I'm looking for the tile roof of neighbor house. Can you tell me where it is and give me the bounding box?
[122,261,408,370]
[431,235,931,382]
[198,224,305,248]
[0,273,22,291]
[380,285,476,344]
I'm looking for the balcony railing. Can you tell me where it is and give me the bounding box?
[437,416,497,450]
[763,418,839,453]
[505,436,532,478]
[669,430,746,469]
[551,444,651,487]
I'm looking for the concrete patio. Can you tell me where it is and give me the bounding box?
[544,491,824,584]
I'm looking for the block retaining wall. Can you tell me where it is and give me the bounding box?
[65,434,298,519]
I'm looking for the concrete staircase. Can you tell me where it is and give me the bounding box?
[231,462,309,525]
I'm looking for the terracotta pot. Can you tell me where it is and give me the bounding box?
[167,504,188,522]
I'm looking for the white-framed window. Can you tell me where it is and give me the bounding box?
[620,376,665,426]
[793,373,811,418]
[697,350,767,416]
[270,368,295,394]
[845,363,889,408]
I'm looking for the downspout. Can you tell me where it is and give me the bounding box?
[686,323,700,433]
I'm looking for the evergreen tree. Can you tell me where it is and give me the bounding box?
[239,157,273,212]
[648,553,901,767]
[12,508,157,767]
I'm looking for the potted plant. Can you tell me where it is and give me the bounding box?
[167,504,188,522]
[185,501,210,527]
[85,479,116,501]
· · · · ·
Recast every line of the records above as a numbered list, omitting any blank lines.

1. I'm looking for the tile roof of neighbor house. Can you tell me where it is and give me the bounding box?
2. [122,261,408,370]
3. [431,235,931,382]
4. [198,224,305,248]
5. [0,273,22,291]
6. [380,285,476,344]
7. I'm looking for the balcony railing. Can you tell me where it is and give me the bounding box?
8. [437,416,497,450]
9. [763,418,839,453]
10. [505,436,532,478]
11. [669,430,746,469]
12. [551,444,651,487]
13. I'm looking for the concrete patio. Can you tell me where it is and give me the bounding box?
14. [544,491,824,584]
15. I'm looking for the block retaining wall. Can you tell me where it is and give me the bounding box?
16. [65,434,298,519]
17. I'm looking for the concrete staircase. Can you tell me where it is and give me the bounding box?
18. [231,462,309,525]
19. I'm looking for the terracotta pot. Can you tell me where it is and give me the bounding box?
20. [167,504,188,522]
21. I'm looking for the white-framed window. Can you tell me where it is and give me the bounding box?
22. [620,376,665,426]
23. [793,373,811,418]
24. [697,350,767,416]
25. [270,368,295,394]
26. [845,363,889,408]
27. I'm looking for the downspout. Can you tell me where it is and give me the bounding box?
28. [686,323,700,433]
29. I'm looking for the evergreen tree. Can you tell me where it is and give me the bounding box?
30. [239,157,273,212]
31. [648,553,901,767]
32. [12,508,157,767]
33. I'm looking for the potted plant. Can you tell me where it is and give me the bounding box?
34. [167,504,188,522]
35. [185,501,210,527]
36. [85,479,116,501]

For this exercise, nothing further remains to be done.